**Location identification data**
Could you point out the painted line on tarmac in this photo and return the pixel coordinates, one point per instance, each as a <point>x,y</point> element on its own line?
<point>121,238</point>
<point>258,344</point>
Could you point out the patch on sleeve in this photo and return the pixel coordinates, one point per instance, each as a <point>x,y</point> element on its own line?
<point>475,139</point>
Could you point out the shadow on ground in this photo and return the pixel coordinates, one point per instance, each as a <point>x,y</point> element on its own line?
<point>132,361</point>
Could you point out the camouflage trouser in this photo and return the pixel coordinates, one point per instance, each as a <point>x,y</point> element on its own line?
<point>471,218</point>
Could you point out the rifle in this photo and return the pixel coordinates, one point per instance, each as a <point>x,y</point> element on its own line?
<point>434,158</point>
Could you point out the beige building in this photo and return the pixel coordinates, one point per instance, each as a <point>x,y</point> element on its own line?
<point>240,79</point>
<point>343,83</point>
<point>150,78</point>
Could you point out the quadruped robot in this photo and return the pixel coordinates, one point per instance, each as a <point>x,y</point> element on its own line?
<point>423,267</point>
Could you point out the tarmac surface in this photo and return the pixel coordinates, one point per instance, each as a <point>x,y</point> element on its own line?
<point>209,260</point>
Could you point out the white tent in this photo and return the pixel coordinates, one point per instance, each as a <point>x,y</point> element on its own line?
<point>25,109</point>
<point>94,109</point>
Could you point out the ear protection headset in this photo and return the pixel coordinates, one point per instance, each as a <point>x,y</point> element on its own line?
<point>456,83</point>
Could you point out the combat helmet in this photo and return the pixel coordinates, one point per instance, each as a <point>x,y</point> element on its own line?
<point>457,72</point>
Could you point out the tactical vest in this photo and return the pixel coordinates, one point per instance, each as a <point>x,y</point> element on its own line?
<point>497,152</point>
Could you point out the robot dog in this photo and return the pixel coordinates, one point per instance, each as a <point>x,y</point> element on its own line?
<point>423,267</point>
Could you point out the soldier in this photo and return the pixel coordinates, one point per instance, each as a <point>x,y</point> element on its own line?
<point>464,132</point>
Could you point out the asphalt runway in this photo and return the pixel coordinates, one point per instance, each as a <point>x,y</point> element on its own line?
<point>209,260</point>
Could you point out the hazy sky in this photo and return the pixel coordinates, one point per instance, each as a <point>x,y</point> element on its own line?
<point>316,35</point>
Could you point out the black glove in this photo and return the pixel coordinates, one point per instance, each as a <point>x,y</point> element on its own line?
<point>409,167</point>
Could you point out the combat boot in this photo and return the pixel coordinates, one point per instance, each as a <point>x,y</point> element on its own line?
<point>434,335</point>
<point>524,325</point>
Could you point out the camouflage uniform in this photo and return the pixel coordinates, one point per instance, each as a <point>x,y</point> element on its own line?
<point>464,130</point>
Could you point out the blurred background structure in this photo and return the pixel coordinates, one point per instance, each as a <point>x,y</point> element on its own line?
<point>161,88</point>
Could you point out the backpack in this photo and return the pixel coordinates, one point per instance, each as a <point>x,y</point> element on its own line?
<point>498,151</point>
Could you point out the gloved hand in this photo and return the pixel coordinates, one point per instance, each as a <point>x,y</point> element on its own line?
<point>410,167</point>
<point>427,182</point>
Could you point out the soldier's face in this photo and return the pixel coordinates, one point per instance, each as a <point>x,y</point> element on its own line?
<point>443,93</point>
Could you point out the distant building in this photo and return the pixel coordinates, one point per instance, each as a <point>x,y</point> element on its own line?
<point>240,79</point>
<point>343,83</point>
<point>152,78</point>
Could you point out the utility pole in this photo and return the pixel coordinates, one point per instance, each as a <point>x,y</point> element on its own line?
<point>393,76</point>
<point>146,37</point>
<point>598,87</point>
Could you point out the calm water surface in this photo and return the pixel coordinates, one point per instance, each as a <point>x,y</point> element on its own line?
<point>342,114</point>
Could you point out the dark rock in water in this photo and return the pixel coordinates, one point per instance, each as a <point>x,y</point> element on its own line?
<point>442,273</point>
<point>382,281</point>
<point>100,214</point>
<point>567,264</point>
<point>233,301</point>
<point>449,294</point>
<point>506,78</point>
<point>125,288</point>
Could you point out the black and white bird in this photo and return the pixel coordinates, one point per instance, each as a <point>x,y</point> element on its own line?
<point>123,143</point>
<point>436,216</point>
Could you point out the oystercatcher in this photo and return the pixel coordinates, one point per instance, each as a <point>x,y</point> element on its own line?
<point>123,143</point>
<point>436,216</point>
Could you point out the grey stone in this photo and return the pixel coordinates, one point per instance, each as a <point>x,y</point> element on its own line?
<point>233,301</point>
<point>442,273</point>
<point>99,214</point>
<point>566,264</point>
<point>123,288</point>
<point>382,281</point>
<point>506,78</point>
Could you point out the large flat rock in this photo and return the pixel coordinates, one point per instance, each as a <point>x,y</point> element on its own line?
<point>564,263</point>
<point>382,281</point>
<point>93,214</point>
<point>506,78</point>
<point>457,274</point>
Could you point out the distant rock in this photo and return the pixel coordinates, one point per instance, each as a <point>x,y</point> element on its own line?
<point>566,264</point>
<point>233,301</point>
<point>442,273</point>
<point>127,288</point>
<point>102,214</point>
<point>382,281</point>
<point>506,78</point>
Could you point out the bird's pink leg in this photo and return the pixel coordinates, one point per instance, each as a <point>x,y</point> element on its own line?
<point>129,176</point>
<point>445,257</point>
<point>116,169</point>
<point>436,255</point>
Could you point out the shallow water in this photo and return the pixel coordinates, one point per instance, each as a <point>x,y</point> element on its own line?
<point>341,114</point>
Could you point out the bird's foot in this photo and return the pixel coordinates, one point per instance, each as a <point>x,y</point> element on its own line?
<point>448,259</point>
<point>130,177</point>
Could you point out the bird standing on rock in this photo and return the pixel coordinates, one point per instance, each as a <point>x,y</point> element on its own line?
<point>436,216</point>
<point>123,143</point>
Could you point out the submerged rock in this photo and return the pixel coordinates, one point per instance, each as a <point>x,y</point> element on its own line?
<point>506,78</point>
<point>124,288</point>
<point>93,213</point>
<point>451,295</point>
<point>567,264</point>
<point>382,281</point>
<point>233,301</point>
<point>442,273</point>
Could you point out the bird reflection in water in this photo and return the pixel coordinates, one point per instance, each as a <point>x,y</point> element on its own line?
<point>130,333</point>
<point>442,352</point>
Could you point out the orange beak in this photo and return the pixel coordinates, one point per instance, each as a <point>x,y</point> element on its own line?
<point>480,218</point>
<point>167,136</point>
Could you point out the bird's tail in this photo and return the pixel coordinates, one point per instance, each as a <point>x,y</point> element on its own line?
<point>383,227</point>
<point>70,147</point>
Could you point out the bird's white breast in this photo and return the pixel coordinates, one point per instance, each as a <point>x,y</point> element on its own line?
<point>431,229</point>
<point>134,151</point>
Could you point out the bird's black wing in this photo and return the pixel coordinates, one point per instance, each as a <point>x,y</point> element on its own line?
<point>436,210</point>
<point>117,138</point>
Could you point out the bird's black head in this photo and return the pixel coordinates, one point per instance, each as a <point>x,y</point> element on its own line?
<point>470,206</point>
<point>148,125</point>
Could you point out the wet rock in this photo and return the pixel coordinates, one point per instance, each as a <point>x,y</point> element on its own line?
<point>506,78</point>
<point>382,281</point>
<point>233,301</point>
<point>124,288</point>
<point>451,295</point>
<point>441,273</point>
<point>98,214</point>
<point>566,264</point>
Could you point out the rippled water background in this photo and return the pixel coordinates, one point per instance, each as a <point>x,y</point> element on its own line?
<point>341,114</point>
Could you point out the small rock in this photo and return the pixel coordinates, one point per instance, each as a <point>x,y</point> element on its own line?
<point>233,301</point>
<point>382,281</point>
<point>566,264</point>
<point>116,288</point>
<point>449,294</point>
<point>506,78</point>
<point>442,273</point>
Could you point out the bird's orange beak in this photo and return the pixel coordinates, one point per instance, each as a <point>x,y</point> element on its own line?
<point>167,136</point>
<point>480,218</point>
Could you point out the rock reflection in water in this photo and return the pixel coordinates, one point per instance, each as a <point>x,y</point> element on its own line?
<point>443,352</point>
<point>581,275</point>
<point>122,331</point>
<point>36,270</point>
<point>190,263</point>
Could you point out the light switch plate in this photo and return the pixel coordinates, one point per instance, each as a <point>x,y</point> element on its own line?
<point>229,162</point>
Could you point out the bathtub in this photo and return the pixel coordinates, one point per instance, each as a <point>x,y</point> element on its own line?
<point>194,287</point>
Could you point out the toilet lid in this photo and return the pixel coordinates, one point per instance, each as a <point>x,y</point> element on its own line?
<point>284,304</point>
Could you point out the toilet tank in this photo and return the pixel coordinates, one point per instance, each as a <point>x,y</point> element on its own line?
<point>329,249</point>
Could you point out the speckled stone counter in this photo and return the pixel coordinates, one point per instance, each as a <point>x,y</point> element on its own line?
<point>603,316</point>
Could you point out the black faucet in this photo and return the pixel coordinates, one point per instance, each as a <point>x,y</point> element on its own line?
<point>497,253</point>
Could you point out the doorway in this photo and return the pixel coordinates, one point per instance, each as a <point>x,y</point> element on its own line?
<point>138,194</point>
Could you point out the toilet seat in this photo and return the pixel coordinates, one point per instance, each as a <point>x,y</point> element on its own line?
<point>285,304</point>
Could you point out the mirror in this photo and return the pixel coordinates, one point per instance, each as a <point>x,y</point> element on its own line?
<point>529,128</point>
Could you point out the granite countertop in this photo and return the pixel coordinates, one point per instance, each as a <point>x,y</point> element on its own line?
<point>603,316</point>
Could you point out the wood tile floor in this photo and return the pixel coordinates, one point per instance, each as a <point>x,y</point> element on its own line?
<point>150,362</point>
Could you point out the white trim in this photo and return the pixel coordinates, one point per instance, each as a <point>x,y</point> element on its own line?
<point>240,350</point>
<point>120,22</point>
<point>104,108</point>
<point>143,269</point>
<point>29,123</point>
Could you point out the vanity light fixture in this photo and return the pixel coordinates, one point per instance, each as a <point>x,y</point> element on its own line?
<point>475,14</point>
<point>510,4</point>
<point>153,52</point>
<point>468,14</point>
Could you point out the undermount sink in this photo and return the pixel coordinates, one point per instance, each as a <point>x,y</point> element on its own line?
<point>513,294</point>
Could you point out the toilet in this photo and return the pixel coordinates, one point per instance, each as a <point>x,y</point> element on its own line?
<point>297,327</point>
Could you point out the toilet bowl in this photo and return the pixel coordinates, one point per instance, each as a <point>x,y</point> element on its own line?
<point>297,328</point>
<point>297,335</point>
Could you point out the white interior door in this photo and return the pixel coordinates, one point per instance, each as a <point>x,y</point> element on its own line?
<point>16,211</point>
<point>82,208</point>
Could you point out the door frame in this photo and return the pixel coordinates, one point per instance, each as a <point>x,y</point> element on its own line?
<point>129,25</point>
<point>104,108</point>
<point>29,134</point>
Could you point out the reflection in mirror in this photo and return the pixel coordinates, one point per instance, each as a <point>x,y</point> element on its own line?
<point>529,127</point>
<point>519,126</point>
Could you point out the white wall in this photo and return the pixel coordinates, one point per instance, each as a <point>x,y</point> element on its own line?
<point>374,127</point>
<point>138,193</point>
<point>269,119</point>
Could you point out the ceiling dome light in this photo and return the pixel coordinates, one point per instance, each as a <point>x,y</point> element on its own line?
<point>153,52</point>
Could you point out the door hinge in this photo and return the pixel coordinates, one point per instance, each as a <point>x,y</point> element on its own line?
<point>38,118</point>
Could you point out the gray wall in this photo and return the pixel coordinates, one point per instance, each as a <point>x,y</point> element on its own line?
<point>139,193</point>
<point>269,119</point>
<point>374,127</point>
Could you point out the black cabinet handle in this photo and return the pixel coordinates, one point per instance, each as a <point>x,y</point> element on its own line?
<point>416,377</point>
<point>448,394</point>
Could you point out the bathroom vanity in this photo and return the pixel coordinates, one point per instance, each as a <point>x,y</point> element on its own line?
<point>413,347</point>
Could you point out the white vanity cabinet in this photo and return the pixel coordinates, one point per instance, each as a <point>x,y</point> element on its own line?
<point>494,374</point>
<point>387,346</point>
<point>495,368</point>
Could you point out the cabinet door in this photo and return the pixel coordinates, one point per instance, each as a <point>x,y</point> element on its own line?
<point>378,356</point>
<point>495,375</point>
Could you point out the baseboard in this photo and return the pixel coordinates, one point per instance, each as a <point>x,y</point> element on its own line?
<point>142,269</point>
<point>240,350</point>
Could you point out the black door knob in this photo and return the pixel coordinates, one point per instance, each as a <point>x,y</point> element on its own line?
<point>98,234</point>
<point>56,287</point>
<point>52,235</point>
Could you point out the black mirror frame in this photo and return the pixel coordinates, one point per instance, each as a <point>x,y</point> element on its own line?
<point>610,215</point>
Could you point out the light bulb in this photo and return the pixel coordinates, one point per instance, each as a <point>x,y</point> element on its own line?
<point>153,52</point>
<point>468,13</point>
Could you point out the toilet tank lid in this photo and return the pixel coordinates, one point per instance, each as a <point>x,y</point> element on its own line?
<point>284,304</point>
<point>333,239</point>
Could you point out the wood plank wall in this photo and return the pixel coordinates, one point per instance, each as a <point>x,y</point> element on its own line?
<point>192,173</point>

**Goal of the exercise**
Copy out verbatim the part of the data above that opens with the line containing "Could you point out the toilet tank lid" and runs through the final line of the data.

**The output**
Could you point out the toilet tank lid in this photo and return the pixel coordinates, one point per instance, each as a <point>x,y</point> element on its own line?
<point>284,304</point>
<point>333,239</point>
Could you point out the wood plank wall in this photo and return the pixel coordinates, one point per instance, each as a <point>x,y</point> element on its own line?
<point>192,173</point>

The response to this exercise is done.